# ** Urgent ** Castaic, CA Pigeons Need Homes NOW!



## TAWhatley (Mar 6, 2001)

I was contacted by the Castaic facility for Los Angeles County Animal
Control earlier today regarding 66 pigeons that need to find homes very
quickly. The facilities at the shelter are not geared for birds of any type,
and the pigeons are currently housed in a chicken coop. There were
originally 70 pigeons, but four escaped from the coop and returned home.
I do not know if these four will be brought back to the shelter at this point
or not.

These birds were relinquished by the owner due to complaints from 
neighbors about the birds being let out to fly but then loitering on
neighboring property and making a mess instead of trapping back 
into their loft in a timely manner.

Animal control tells me that the birds are not banded, and that may
or may not be the case as I am not entirely sure they understood
what I was asking when I requested that they check to see if any
of the birds had bands and to tell me what the letters and numbers
on any bands were.

To make this long story very short, these birds need to find homes
or they will face euthanasia within a short time frame. I suspect
we might be able to get 72 hours to get all of them out.

Anyone willing and able to adopt should contact the shelter directly
at (661) 257-3191. This is the Castaic CA shelter located at 31044
Charlie Canyon Road, Castaic CA 91384. The shelter hours are
9 AM to 4 PM Monday through Saturday. Due to a road being
washed out, you must access the shelter through the jail complex.

### TO DO
a. According to the post about the Castaic pigeons, where are the birds being kept at the shelter?
b. Decide whether each statement agrees with the post about the Castaic pigeons, answering yes or no and quoting the deciding words. (i) The shelter is open on Sundays. (ii) The owner gave up the birds after neighbors complained. (iii) Four of the pigeons escaped and went back home.
c. Extend the post about the Castaic pigeons, picking up right after its final sentence.

(Data listing)
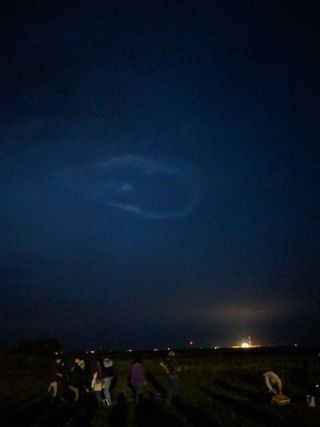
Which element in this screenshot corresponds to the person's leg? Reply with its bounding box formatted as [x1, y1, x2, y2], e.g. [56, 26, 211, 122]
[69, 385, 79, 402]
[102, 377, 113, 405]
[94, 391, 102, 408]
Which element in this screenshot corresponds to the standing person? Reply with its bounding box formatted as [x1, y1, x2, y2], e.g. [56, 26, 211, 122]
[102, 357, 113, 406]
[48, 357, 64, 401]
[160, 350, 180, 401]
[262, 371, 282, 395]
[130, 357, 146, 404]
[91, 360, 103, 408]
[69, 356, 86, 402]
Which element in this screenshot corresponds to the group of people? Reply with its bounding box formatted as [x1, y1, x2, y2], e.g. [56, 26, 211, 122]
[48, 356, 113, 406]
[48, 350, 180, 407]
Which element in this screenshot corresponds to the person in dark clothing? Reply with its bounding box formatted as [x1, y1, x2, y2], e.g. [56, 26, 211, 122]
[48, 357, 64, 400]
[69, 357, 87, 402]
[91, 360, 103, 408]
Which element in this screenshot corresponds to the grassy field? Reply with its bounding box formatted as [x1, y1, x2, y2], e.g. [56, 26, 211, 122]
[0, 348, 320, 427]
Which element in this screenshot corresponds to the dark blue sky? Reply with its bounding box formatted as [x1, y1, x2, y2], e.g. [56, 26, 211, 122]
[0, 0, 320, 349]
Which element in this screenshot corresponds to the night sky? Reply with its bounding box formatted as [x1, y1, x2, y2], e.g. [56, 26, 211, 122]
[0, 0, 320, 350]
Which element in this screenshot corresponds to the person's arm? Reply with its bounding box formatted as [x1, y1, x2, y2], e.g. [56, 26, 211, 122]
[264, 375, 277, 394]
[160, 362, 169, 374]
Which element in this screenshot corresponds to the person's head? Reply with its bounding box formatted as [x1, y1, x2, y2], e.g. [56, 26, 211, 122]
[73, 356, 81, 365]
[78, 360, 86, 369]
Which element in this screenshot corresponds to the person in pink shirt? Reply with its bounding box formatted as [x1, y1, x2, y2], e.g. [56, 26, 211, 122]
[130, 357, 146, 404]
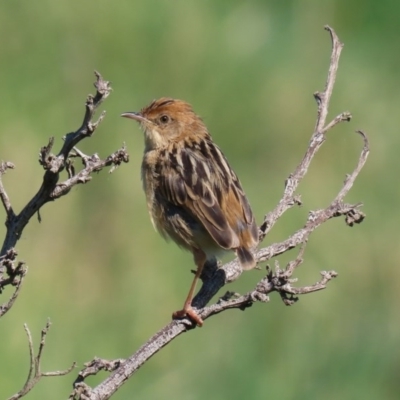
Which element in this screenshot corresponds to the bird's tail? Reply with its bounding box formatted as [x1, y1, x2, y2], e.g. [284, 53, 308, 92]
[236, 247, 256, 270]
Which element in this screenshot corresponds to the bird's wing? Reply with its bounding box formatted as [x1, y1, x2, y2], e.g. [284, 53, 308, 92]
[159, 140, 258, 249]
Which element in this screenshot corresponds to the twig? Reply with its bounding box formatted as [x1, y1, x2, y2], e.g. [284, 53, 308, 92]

==

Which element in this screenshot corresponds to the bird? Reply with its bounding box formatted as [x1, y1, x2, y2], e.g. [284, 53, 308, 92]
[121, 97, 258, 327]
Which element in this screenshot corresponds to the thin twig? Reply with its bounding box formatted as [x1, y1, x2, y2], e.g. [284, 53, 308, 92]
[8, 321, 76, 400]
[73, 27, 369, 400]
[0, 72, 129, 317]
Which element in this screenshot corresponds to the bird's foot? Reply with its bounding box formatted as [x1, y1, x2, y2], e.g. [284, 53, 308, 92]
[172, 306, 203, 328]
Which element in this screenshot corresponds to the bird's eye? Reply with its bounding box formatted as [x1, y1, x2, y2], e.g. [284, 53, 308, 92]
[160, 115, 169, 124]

### ANSWERS TO THE EXERCISE
a. In a chicken coop.

b.
(i) No: "9 AM to 4 PM Monday through Saturday."
(ii) Yes: "relinquished by the owner due to complaints from neighbors"
(iii) Yes: "four escaped from the coop and returned home."

c.
No case # or bird ID #'s are needed, and there are no adoption fees
for these birds. It is not necessary to call ahead, but you must 
bring your own containers for transporting the birds.

Thank you for any assistance in this matter. If you are adopting,
please post to me ([email protected]) or to the list so I
can monitor the status. If all birds are not adopted when we have
run out of time, I will have to make arrangements to get the birds
and place them with my rescue partner while we continue to look
for homes.

Terry


----------



## Robby (Sep 1, 2003)

*pigeons*

hi terry, it's a shame there so far away or id go and pick them up all of them


----------



## TAWhatley (Mar 6, 2001)

Robby said:


> hi terry, it's a shame there so far away or id go and pick them up all of them


Thanks Robby! If we aren't able to place them all locally, I may be asking you to accept some by shipment. I'll keep everyone posted.

Terry


----------



## Robby (Sep 1, 2003)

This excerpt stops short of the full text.